**Task statement:**
Please pick up the news story about Cyclone Energy's seventh straight win after its last sentence and write the next few paragraphs. Leave the entries that follow it alone.

**Source text:**

::::::::

College of Engineering News • Iowa State University

Cyclone Energy places first; seventh year in a row

Iowa State’s Cyclone Energy Team communicated and competed over Zoom due to COVID-19 restrictions.

For the past seven years, Iowa State’s Cyclone Energy has placed first at the ELECTRI International Green Energy Challenge. For the seventh consecutive year, Cyclone Energy managed to place first, despite COVID-19 changing the course of the competition. 

Josh Zeien, senior in construction engineering, admits that COVID-19 “threw a wrench in the system,” when it came to the competition process compared to previous years. 

Within the Green Energy Challenge, teams from universities across the country work with nonprofit organizations to reduce their energy consumption and increase the use of renewable energies. 

The Cyclone Energy team worked with Childserve Childcare Center, located in North Ames, to retrofit their lighting systems.

“It’s a lot of restoration engineering, taking something that already exists and finding ways to improve it and make it a more positive place by lowering their energy consumption and raising their rates of renewables. A lot of it is educationally-based,” Zeien said.

::::::::

**Extracted data:**
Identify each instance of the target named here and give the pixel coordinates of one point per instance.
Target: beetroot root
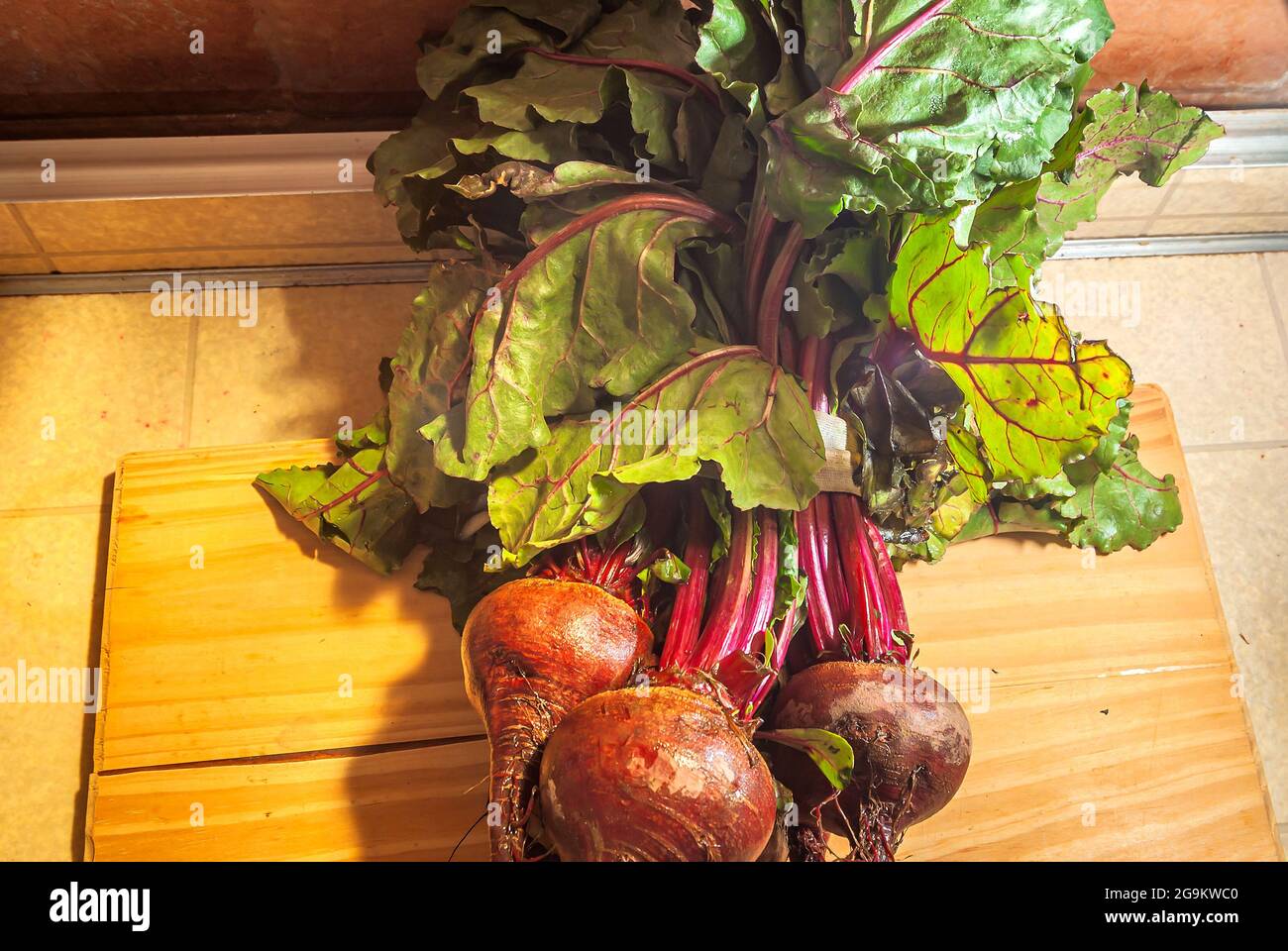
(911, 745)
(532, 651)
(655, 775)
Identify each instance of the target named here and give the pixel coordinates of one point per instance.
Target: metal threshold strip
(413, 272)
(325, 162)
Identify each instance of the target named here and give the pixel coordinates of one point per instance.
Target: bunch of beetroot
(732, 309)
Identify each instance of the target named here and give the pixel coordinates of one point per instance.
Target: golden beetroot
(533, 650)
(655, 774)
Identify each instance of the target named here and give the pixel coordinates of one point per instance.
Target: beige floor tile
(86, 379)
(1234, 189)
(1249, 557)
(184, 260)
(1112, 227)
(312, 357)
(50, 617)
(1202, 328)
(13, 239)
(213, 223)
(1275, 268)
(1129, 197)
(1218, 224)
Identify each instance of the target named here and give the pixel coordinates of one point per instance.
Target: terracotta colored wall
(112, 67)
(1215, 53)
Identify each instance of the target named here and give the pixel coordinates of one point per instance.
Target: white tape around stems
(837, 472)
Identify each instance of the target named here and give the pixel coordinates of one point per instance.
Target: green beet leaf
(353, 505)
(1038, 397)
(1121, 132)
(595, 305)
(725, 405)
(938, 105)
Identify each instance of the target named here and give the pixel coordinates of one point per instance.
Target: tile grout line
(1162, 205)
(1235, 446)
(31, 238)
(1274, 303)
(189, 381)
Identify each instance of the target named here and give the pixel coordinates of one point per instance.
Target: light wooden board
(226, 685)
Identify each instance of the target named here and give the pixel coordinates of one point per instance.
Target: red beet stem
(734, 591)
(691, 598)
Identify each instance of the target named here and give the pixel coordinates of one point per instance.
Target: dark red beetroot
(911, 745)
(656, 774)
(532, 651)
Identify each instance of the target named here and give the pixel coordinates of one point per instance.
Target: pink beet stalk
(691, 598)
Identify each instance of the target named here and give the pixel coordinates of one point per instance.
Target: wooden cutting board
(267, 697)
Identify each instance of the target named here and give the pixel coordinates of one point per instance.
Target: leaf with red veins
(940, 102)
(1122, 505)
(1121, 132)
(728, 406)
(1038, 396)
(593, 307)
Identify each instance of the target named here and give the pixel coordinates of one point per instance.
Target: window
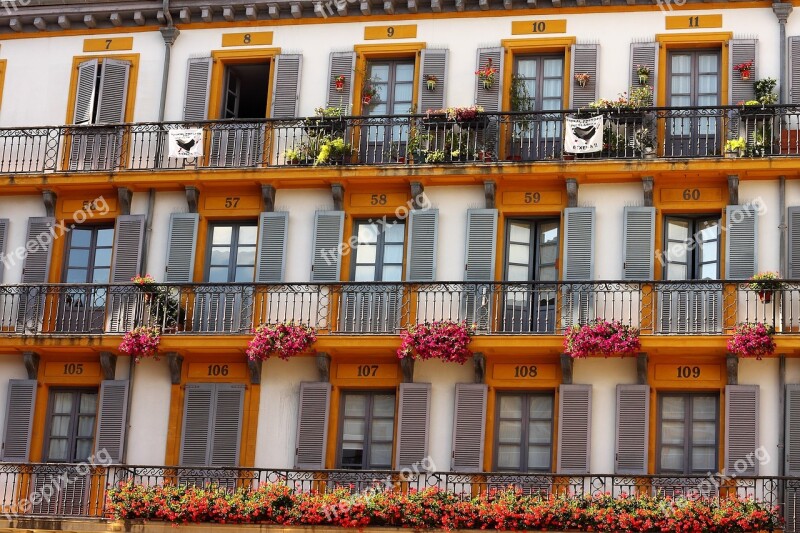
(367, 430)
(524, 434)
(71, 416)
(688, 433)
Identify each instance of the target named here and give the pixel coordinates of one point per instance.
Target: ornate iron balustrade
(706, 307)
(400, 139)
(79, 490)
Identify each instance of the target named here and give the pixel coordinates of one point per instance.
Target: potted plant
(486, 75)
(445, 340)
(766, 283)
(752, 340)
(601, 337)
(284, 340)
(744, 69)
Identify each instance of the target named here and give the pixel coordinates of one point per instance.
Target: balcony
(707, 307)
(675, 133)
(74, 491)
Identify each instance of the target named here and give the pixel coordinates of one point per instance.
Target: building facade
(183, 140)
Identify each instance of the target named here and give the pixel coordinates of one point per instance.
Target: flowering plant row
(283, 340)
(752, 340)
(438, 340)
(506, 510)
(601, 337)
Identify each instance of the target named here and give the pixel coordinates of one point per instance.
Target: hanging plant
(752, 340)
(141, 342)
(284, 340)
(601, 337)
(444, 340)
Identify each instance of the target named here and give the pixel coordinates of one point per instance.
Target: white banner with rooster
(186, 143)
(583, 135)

::::::::

**Expected answer:**
Typically, the Cyclone Energy team seeks out nonprofit organizations, however Childserve Childcare Center sought out the team themselves.

“We know who we can reach out to, we have all this set up so we can reach out to companies a little bit faster than other teams and we keep in contact with them throughout the year when we’re not doing the challenge so it keeps the relationship there,” Zeien said.  “And I think those relationships being built throughout the past competitions, we do, really helps us excel as we keep doing these competitions.”

Instead of getting the opportunity to present a formal presentation in front of a panel of judges in Chicago this past spring, students were sent home to mitigate the spread of COVID-19. 

“It wasn’t terribly difficult for us to converse over Webex or Zoom and we did that generally weekly,” Zeien said. “And we all had parts we were working on in the project. Which allowed us to work on our parts individually and come back together as a group with what we’ve done. The biggest difference was our presentation this fall, where usually we present in front of a live audience of hundreds of people, but this year we had to film it and submit it, which was a whole different experience. We missed that live interaction with the judges and everyone else attending.”

Members of Iowa State’s Cyclone Energy team who competed in ELECTRI’s Green Energy Challenge.

With the Cyclone Energy team placing first the past seven years they’ve competed in the Green Energy Challenge, there’s slight pressure to perform as well as teams prior.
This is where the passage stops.